> [EXCERPTED RECORDS]:
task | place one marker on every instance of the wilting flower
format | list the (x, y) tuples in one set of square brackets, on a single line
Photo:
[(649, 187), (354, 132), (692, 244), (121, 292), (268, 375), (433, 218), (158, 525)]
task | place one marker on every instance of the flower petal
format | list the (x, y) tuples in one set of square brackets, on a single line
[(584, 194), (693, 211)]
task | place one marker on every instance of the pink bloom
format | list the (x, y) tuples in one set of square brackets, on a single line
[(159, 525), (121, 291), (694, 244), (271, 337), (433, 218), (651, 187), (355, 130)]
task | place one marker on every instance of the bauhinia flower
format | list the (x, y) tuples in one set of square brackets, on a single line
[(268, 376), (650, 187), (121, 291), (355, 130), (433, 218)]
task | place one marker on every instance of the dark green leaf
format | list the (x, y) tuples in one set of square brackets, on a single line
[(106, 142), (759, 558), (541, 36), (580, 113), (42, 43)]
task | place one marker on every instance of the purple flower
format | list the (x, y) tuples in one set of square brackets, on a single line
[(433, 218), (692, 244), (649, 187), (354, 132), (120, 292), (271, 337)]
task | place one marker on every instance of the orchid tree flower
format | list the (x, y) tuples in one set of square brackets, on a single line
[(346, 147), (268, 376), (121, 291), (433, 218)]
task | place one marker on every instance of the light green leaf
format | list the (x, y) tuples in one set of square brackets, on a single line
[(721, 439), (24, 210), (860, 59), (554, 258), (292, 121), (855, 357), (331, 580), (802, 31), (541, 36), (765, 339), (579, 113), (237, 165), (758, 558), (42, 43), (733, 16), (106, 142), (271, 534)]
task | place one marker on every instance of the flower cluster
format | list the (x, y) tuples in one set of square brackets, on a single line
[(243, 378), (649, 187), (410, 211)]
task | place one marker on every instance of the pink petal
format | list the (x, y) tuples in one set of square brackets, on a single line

> [WHAT YOU HAVE TO DO]:
Which of the lines above include the word "flower"? Copy each of them.

> [ANSWER BOX]:
task | place one marker on every instance of the wilting flower
task | place one marker on every instance of the flower petal
task | place one marker on every instance of the bauhinia flower
task | place one marker on every instance of the purple flower
task | place one marker on every instance of the orchid tree flower
task | place one marker on every instance of the flower cluster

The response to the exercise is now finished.